## Start RECORDS SHOWN
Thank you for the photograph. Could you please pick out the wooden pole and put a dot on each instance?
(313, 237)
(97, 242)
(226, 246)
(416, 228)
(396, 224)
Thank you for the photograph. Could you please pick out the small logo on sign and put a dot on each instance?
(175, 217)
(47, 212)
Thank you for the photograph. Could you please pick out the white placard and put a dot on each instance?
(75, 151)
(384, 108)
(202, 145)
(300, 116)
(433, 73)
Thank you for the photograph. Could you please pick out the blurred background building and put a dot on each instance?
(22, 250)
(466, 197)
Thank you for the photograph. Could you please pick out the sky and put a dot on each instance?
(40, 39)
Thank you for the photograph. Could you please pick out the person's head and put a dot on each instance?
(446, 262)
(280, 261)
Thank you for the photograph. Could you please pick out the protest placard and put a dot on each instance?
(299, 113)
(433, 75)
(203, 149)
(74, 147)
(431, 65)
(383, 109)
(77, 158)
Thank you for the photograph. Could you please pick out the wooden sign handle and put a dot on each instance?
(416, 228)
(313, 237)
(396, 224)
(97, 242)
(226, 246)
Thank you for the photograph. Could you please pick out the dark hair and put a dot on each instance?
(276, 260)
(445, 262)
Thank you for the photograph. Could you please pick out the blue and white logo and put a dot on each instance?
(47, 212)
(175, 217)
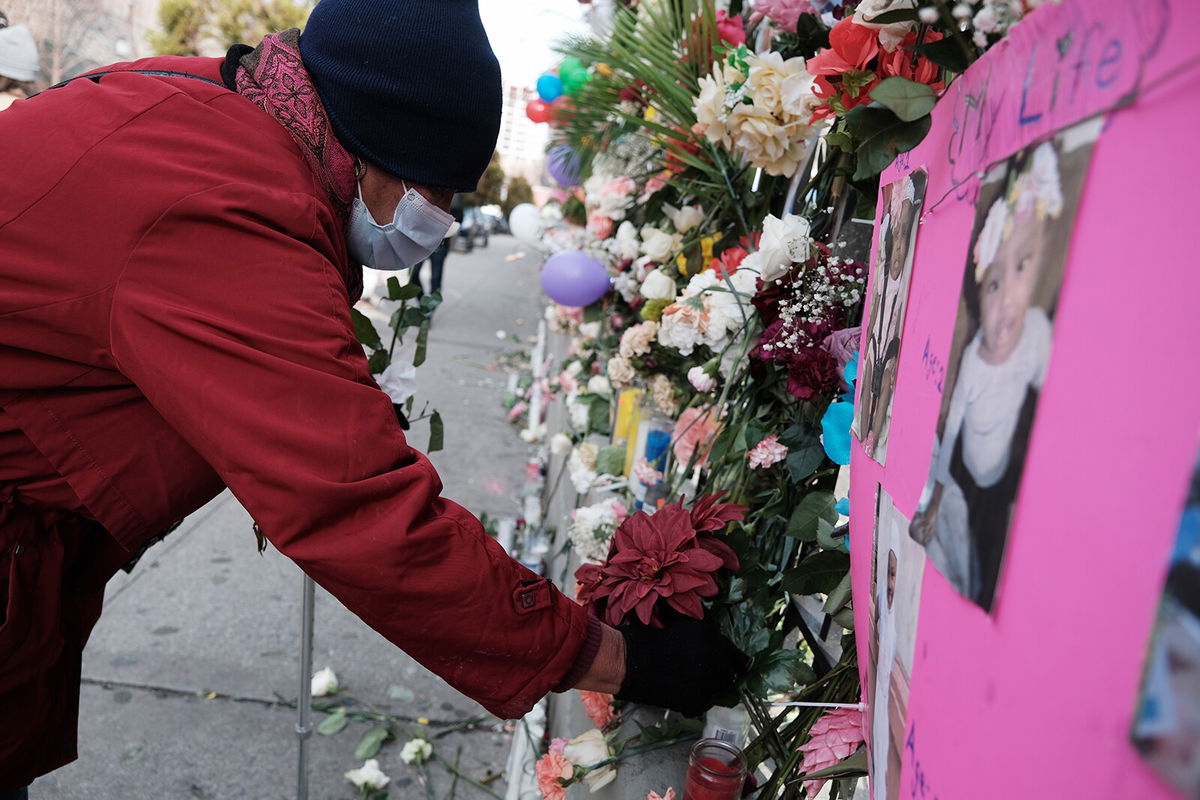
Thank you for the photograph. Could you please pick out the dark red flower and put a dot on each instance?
(813, 374)
(709, 515)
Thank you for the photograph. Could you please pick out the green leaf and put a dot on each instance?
(779, 671)
(838, 597)
(437, 433)
(907, 98)
(814, 509)
(852, 767)
(423, 341)
(372, 740)
(805, 452)
(378, 361)
(819, 573)
(882, 136)
(946, 53)
(897, 16)
(364, 329)
(334, 722)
## End RECORDS SHOWN
WHAT YOU ARE ASKED TO DO ::
Copy every line of the items above word for word, leaving out the pictures.

FULL SOLUTION ::
Thank you for the photograph. Could you please pick out the wooden pole and put a dot on each instance?
(313, 237)
(97, 242)
(226, 246)
(416, 228)
(396, 224)
Thank you for the photograph. Could you please pick out the small logo on sign and put a dot on each instance?
(175, 217)
(47, 212)
Thank you for the photograph. Could you please pick out the white placard and put a dot on each instance?
(75, 151)
(384, 108)
(202, 145)
(300, 116)
(433, 73)
Thank you for the photograph. Could you please pick out the blurred background building and put a dot on each instance?
(22, 250)
(466, 197)
Thank you for the photograph. Could you please pick out the sky and put a dot on each instance?
(40, 39)
Thank you for the photograph. Could you please pick out the person's head and put a dot on each instance?
(446, 262)
(280, 261)
Thank you for the photograph. Could you please pick out the protest placard and put a dot on each instance?
(299, 113)
(433, 75)
(203, 149)
(74, 147)
(431, 65)
(383, 109)
(77, 158)
Thank you for the photograph. Could you please pick out the wooden sign handle and put a dot on each instance?
(416, 228)
(313, 237)
(396, 224)
(97, 242)
(226, 246)
Thank you for the photograph. Could you please pick out the dark hair and put a dot on each instance?
(276, 260)
(445, 262)
Thank you for the photograph. Could you please pick out the blue and white logo and put a dot on each instance?
(47, 212)
(175, 217)
Thank you for the photograph. Could you please pick out the dark red flower and put a dot on each instance?
(813, 374)
(709, 515)
Thank you for the photograph. Could you please pick out the green leaf and put a dot on each instance?
(779, 671)
(838, 597)
(437, 433)
(907, 98)
(814, 509)
(852, 767)
(423, 341)
(372, 740)
(805, 452)
(378, 361)
(819, 573)
(882, 136)
(946, 53)
(897, 16)
(364, 329)
(334, 722)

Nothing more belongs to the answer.